PROVIDED TEXT:
• • • • • • •

I don’t know about you, but when I go to bed at night, my brain goes into Super Worry Overdrive. I worry about my bills, my kids, my first drafts (like Anne Lamott, I am afraid someone will find my unedited work and will assume I have committed suicide when I realized my talent was gone).
One of my favorite Tumblr’s, This Isn’t Happiness, recently posted a list of things very intelligent people worry about. Spoiler Alert: Whether they can continue to continue paying for HBO is not on the list. I had to look up some of the things they worry about. Suddenly, whether my cats need therapy or not (they do) is not as pressing. Apparently, I, and you, have more troubling things to keep us on edge:
- The proliferation of Chinese eugenics. – Geoffrey Miller, evolutionary psychologist.
- Black swan events, and the fact that we continue to rely on models that have been proven fraudulent. – Nassem Nicholas Taleb
- That we will be unable to defeat viruses by learning to push them beyond the error catastrophe threshold. – William McEwan, molecular biology researcher
- That pseudoscience will gain ground. – Helena Cronin, author, philospher
- That the age of accelerating technology will overwhelm us with opportunities to be worried. – Dan Sperber, social and cognitive scientist
- Genuine apocalyptic events. The growing number of low-probability events that could lead to the total devastation of human society. – Martin Rees, former president of the Royal Society
- The decline in science coverage in newspapers. – Barbara Strauch, New York Times science editor
- Exploding stars, the eventual collapse of the Sun, and the problems with the human id that prevent us from dealing with them. — John Tooby, founder of the field of evolutionary psychology
- That the internet is ruining writing. – David Gelernter, Yale computer scientist
- That smart people—like those who contribute to Edge—won’t do politics. –Brian Eno, musician
- That there will be another supernova-like financial disaster. –Seth Lloyd, professor of Quantum Mechanical Engineering at MIT
- That search engines will become arbiters of truth. —W. Daniel Hillis,
I went to bed at 11 and woke up at 4 a.m. People say I’m smart, but I don’t feel smart. I feel tired and disappointed that I don’t have control over my thoughts or worries sometimes.

• • • • • • •

[Photo-based referring expression data]
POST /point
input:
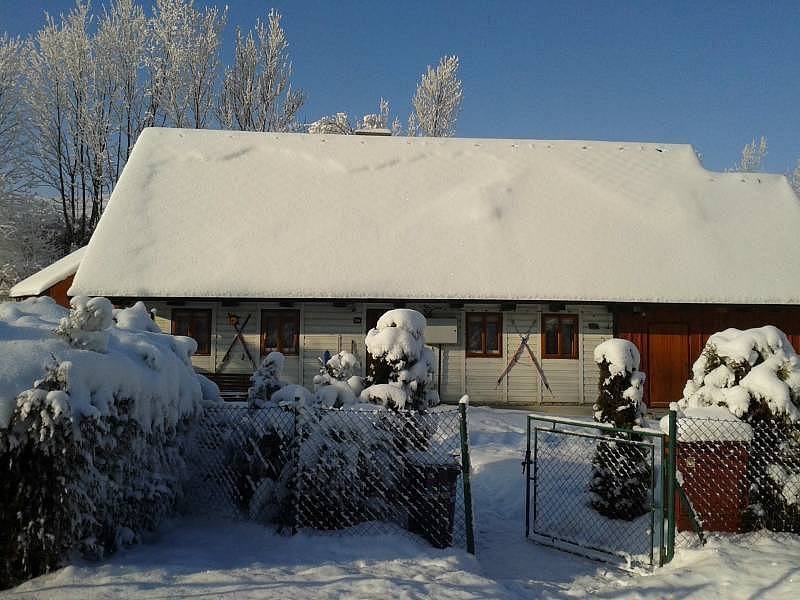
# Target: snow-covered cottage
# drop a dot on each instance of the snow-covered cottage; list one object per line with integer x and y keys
{"x": 253, "y": 242}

• • • • • • •

TASK DETAILS:
Answer these questions about the post on what intelligent people worry about:
1. Which Tumblr posted the list?
2. According to the list, what does David Gelernter worry about?
3. At what times did the writer go to bed and wake up?

TASK OUTPUT:
1. This Isn't Happiness.
2. That the internet is ruining writing.
3. The writer went to bed at 11 and woke up at 4 a.m.